───── Material for this task

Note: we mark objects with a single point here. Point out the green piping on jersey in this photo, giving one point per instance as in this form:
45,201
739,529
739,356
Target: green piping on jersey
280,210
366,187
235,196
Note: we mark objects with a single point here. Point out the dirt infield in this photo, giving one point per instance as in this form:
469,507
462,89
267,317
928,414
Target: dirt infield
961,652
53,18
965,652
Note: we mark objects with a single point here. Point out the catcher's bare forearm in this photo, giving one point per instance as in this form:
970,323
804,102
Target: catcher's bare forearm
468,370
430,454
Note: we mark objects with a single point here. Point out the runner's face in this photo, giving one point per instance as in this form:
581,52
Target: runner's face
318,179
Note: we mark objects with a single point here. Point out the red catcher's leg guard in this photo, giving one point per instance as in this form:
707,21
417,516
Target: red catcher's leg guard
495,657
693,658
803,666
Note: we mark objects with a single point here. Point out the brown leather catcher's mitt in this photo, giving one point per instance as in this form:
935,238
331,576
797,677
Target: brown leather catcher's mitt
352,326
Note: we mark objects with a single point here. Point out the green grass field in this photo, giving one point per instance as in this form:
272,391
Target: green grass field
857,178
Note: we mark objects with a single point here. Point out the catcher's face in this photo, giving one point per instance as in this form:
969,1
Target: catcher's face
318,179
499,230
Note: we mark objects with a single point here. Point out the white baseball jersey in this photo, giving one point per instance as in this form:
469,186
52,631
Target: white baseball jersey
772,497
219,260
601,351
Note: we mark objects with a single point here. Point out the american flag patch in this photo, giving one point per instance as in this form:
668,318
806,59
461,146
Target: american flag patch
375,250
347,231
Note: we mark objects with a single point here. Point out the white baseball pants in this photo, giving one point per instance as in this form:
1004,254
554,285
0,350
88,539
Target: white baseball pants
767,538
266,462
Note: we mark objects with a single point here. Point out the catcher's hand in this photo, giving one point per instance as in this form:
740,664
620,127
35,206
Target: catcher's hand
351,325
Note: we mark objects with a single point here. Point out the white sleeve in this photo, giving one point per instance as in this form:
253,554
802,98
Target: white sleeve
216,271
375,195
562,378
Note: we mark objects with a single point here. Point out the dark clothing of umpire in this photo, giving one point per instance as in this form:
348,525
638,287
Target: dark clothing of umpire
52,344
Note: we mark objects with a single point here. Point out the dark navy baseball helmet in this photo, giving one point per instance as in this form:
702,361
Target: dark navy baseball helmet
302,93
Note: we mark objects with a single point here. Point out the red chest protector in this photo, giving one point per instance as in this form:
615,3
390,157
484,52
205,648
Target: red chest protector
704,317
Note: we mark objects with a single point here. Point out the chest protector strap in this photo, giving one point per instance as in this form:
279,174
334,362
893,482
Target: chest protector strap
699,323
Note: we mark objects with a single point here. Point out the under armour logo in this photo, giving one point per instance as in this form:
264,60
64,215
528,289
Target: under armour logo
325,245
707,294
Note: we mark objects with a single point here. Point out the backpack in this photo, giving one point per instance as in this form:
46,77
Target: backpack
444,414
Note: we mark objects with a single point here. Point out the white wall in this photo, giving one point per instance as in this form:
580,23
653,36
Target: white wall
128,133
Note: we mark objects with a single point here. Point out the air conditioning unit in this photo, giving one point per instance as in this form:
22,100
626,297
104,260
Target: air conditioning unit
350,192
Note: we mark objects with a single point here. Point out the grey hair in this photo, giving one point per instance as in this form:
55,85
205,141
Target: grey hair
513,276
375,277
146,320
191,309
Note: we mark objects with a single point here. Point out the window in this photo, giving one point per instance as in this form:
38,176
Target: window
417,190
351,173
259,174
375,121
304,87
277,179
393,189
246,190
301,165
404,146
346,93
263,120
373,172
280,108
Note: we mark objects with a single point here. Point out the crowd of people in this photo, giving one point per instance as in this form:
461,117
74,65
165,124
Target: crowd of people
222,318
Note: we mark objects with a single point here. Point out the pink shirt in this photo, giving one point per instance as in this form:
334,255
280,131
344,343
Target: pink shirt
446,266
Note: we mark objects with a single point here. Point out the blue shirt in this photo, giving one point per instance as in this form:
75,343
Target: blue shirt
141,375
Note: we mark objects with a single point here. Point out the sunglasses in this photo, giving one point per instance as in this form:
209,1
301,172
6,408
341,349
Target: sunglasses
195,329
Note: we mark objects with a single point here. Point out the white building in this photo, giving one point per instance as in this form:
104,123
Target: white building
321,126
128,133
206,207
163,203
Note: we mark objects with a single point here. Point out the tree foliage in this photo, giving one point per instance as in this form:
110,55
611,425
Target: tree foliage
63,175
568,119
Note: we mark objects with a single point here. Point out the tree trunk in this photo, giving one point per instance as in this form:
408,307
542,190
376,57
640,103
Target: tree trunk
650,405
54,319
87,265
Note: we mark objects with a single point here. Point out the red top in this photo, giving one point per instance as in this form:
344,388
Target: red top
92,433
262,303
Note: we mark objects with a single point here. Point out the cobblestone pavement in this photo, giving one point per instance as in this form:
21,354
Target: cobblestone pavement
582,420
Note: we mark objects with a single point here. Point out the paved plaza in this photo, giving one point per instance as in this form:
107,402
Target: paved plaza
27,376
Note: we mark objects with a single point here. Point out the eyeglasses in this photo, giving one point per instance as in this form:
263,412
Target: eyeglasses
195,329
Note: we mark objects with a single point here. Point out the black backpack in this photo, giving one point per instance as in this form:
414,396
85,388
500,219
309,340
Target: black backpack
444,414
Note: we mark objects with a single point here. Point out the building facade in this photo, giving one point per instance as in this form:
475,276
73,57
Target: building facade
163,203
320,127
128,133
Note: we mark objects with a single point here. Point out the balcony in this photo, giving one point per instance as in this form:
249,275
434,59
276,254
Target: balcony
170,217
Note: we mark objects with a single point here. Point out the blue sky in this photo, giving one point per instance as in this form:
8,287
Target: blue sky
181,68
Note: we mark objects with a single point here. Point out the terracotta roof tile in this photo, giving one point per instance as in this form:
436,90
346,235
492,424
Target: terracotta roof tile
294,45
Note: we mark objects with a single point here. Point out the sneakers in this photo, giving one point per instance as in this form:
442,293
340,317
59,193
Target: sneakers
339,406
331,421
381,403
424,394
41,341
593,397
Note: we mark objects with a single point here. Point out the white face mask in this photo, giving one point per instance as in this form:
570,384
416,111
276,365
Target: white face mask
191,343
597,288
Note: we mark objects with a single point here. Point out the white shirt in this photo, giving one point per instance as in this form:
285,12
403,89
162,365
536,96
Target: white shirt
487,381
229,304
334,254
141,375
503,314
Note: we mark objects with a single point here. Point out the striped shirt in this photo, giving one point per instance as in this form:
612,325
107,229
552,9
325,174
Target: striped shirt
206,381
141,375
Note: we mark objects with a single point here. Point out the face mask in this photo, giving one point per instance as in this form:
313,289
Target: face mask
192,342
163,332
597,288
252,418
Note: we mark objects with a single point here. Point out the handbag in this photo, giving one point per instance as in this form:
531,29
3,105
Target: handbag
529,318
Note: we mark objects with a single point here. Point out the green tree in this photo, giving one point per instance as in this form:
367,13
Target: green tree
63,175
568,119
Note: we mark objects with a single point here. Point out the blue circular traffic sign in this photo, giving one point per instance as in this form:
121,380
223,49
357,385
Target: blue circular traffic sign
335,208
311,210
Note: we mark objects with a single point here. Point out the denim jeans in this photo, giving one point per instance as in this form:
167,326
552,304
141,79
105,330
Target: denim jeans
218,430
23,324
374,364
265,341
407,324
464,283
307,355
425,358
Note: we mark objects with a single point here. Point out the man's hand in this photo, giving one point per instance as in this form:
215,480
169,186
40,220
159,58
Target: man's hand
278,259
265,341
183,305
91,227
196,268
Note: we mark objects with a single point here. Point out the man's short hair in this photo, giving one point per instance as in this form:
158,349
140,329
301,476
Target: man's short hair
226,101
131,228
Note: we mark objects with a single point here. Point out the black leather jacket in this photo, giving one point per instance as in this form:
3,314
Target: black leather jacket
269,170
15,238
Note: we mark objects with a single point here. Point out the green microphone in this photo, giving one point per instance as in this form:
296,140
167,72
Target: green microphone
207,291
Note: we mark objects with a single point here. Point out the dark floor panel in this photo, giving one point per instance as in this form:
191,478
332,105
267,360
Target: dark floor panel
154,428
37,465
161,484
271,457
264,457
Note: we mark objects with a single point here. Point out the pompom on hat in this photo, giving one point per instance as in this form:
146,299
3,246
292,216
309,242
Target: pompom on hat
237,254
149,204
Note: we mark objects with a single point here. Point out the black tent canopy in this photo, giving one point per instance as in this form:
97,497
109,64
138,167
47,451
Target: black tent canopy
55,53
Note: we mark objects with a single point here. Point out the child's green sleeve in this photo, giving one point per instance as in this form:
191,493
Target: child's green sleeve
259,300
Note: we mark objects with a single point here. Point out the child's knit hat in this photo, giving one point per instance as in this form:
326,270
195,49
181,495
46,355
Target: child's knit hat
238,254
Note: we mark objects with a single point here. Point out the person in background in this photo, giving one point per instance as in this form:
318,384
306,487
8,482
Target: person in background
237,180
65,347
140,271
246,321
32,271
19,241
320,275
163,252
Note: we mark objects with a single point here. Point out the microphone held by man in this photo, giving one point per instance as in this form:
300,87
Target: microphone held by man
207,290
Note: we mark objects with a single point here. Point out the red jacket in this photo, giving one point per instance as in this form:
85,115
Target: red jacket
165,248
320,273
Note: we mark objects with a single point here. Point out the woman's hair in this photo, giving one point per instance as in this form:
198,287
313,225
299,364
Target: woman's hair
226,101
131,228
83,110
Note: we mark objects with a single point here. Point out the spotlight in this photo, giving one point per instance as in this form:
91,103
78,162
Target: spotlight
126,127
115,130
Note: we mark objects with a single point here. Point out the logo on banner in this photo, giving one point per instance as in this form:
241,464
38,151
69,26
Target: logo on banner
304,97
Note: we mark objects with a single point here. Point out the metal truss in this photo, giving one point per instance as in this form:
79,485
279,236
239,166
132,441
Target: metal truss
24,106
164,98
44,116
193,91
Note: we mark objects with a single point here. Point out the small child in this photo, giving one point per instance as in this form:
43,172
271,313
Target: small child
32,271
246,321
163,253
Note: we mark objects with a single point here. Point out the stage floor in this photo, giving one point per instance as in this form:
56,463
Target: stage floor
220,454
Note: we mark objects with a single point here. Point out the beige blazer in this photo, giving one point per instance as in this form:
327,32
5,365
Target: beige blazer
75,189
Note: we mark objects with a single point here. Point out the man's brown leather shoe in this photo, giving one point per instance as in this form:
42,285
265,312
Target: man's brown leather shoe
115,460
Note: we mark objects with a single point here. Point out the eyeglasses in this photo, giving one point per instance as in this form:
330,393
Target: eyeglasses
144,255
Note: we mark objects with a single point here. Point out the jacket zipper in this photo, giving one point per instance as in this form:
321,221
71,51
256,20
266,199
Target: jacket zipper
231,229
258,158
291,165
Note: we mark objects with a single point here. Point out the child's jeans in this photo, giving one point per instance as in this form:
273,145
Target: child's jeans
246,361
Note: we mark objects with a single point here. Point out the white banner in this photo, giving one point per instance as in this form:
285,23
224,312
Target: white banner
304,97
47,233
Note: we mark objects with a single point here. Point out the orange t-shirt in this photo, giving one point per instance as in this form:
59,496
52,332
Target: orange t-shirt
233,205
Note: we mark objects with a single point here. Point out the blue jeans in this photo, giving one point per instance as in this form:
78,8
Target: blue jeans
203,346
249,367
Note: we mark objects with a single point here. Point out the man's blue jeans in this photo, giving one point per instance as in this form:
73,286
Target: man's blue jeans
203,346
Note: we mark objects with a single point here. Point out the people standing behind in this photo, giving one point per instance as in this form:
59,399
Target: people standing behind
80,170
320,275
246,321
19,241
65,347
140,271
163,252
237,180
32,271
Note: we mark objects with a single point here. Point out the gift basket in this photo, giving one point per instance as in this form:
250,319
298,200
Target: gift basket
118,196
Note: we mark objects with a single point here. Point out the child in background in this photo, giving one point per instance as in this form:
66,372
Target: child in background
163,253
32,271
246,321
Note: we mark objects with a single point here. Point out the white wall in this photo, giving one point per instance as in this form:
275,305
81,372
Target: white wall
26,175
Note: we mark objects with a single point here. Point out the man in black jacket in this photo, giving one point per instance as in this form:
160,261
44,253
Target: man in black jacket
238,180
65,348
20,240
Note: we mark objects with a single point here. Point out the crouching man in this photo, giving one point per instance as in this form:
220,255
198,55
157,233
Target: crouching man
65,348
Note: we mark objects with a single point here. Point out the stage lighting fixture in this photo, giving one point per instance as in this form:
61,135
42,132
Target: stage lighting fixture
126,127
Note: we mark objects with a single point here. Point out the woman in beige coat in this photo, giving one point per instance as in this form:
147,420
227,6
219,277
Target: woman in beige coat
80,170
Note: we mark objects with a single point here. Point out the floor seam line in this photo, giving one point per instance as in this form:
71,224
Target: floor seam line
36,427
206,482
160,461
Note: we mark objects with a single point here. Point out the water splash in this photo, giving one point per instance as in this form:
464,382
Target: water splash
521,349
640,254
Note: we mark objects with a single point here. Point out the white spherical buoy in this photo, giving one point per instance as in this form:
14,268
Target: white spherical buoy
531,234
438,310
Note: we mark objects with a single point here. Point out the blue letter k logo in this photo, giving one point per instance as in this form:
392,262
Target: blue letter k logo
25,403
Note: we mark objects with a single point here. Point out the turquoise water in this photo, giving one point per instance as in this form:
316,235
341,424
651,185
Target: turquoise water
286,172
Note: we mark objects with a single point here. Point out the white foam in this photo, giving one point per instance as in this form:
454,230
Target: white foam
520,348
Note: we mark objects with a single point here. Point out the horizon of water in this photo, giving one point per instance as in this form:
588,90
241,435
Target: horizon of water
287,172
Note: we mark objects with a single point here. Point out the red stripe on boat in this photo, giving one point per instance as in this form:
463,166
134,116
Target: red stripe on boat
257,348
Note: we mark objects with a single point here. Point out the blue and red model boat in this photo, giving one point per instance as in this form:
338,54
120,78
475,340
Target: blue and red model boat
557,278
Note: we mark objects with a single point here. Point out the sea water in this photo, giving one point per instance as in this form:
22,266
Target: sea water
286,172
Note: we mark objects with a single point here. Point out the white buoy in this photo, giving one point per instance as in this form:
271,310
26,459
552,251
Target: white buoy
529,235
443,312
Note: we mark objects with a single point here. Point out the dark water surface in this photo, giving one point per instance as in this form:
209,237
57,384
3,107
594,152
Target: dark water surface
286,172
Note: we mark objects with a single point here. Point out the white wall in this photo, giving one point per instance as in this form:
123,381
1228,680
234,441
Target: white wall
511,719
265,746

──────────

**Task brief:**
From the line that contains "the white foam" to the last line of the material above, repeat every line exactly, keeping both the first and the last.

**Output:**
Note: we mark objects with a single point here. Point out the white foam in this photo, giving one point per instance as in this form:
454,230
Target: white foam
520,348
Note: we mark objects with a single point here. Point out the horizon of water in this photo, giving one point per instance as in this form:
588,90
241,435
Target: horizon of water
287,172
Note: we mark objects with a single point here. Point out the red stripe on boat in this photo, giving one point per instance as in this form:
463,166
134,116
Target: red stripe on boat
257,348
Note: we mark objects with a single point here. Point out the blue and red model boat in this photo, giving one point per instance as in this form:
338,54
120,78
475,340
Target: blue and red model boat
557,278
Note: we mark objects with a single point here. Point out the sea water in this photo, giving one point per instance as in this form:
22,266
Target: sea water
286,172
Note: we mark objects with a single point here. Point out the white buoy in this photo, giving one point per instance as in this form:
271,310
26,459
552,251
Target: white buoy
529,235
443,312
Note: we mark objects with a single point here. Point out the dark water surface in this photo, giving one point per instance as in this form:
209,237
57,384
3,107
594,152
Target: dark water surface
286,172
Note: we mark objects with a single point here. Point out the white wall in this photo, giving one point per instance as in this form:
123,381
1228,680
234,441
Target: white wall
511,719
265,746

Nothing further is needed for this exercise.